◆ AIM OF THE EXERCISE
Answer these questions from the passage on the Book of Joshua:
(a) Which book does the author of the Book of Joshua cite as the written source for the events?
(b) Which phrase about the rocks at the cave's mouth does the passage say implies that much time had passed?
(c) Around whose reign do most Biblical Christian scholars think the story was written down?

◆ SELECTED TEXT
::::::::::
Wait, so the only evidence that we have from this time period that the people of Israel
even existed completely contradicts the Biblical narrative?
Uh oh! So there’s no body of Joshua, no tomb, no
contemporary artifacts backing up this story. And what we know about the region from archaeological
evidence runs contrary to the Biblical narrative. Do we at least have a first-person account
written by Joshua? No. Do we have any eye-witness accounts who saw the events first-hand? No.
What about the Bible itself and the Book of Joshua?
Well, we don’t know who the author of the Book of Joshua was, but they very clearly
indicate that it’s not a first-hand account. The anonymous author never says, “this is
what I witnessed or this is what I saw or did.” Instead, they recount stories second-hand,
saying things like these events took place “as it was written in the book of Jashar.”
The book of Jashar? We know absolutely nothing about the book
of Jashar! We don’t know who wrote it, we don’t know when it was written – if it was
even a first-hand account. We don’t even have a copy of it! So we have at best a second,
if not third or fourth-hand account citing a source no longer in existence, written years,
possibly centuries after the fact. The author even tells how Joshua slaughtered
the Amorite kings, threw their bodies in caves, and placed large rocks at the entrance, and
noting that “At the mouth of the cave they placed large rocks, which are there to this
day.” “To this day” – implying that a great
deal of time has passed since the story being re-told.
Even most Biblical Christian scholars agree that this story was not written by Joshua
or even by a first-hand witness, but was most likely written down sometime around the reign
of King Josiah, centuries after the fact. Centuries after the fact! Sure, the story of Joshua mentions real locations
that actually existed. But in terms of historicity, that’s about all it has going for it. But
remember, the story of King Arthur also takes place in a real location – England. But whether
or not King Arther was or was not a real person, doesn’t make the magical story of the sword
in the stone any less of an embellishment. In the same way, the Israelites may or may
not have once had a leader named Joshua. The evidence for his existence is extremely shoddy.
::::::::::
◆ INFORMATION GIVEN

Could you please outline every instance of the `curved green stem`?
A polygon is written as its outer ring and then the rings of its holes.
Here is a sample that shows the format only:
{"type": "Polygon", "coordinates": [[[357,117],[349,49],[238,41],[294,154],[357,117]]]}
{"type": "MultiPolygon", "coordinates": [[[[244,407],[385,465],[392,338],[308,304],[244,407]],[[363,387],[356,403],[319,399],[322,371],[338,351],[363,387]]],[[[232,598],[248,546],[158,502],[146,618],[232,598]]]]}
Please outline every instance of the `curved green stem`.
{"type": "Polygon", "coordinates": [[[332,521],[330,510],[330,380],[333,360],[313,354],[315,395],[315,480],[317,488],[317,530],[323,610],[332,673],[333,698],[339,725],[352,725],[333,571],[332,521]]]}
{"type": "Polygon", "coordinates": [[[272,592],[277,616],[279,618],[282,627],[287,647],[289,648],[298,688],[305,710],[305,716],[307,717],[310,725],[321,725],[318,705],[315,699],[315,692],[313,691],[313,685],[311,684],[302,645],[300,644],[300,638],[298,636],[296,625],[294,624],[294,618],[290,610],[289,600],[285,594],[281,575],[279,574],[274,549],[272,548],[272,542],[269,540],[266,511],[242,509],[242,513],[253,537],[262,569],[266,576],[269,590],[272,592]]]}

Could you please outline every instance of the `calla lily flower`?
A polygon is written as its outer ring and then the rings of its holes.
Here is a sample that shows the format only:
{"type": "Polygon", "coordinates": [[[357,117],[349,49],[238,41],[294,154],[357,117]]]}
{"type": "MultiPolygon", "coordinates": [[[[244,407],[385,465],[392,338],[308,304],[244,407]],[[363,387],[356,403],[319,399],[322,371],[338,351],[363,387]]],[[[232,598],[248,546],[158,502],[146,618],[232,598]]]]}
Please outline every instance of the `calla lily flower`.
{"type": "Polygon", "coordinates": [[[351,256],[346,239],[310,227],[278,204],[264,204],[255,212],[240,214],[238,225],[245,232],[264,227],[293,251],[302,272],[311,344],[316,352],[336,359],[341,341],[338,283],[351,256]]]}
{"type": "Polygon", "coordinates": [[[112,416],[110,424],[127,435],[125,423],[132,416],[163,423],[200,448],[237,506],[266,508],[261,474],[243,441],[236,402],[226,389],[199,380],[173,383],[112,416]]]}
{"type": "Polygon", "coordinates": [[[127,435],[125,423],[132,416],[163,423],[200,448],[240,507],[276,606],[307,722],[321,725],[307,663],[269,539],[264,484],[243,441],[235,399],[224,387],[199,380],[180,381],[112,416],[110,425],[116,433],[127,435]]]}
::::::::::
◆ EXERCISE SOLUTION
(a) The author cites the book of Jashar.
(b) The phrase is "to this day."
(c) They think it was written down around the reign of King Josiah.